Raw records:

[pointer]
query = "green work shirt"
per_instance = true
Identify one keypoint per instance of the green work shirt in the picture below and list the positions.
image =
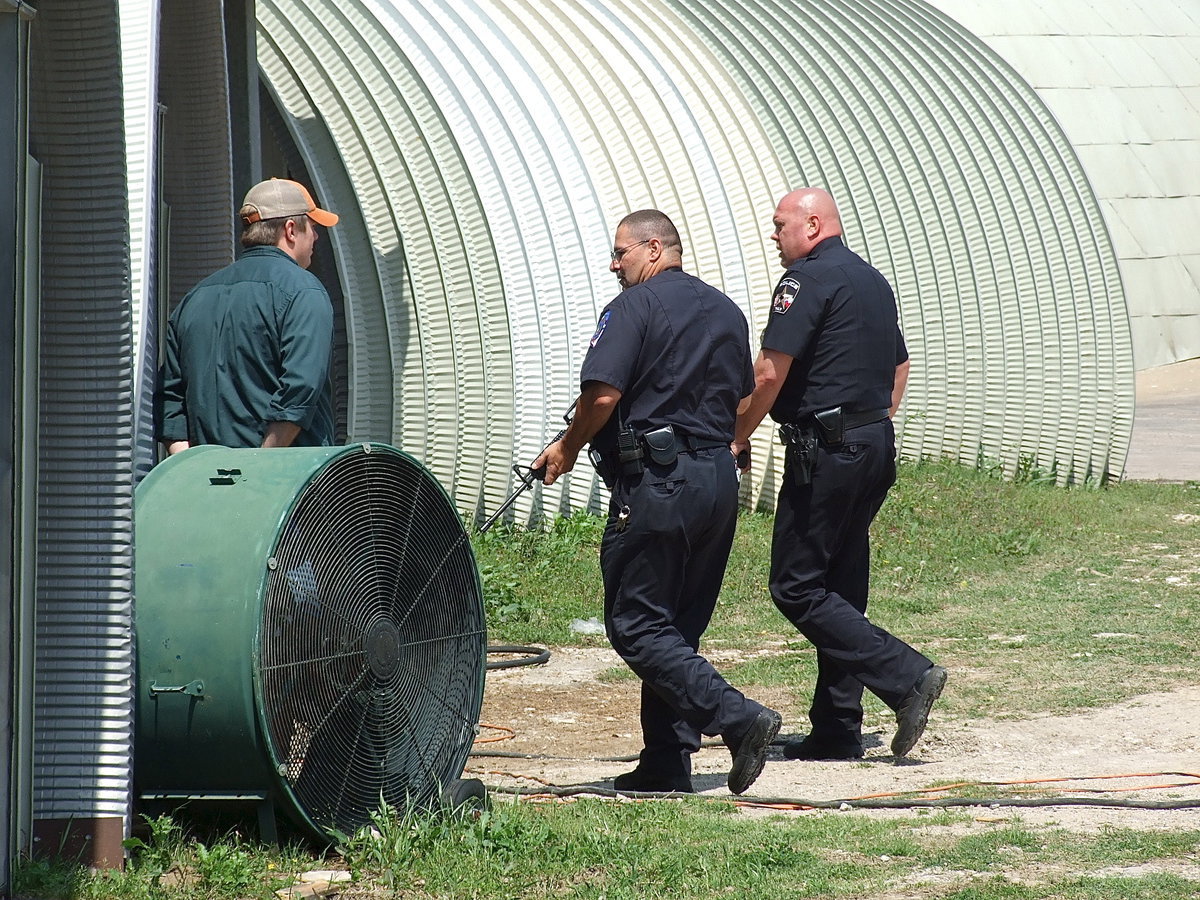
(249, 346)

_Work required:_ Update the items above by changing "green work shirt" to "navy work shirt" wherever it appears, and write out all their lines again with nothing else altered. Leave the pictures out.

_Reply:_
[pointer]
query = "navy work shirt"
per_instance = true
Identify one keypoint per instance of the navy work shirt in the picture below and list the positions.
image =
(249, 346)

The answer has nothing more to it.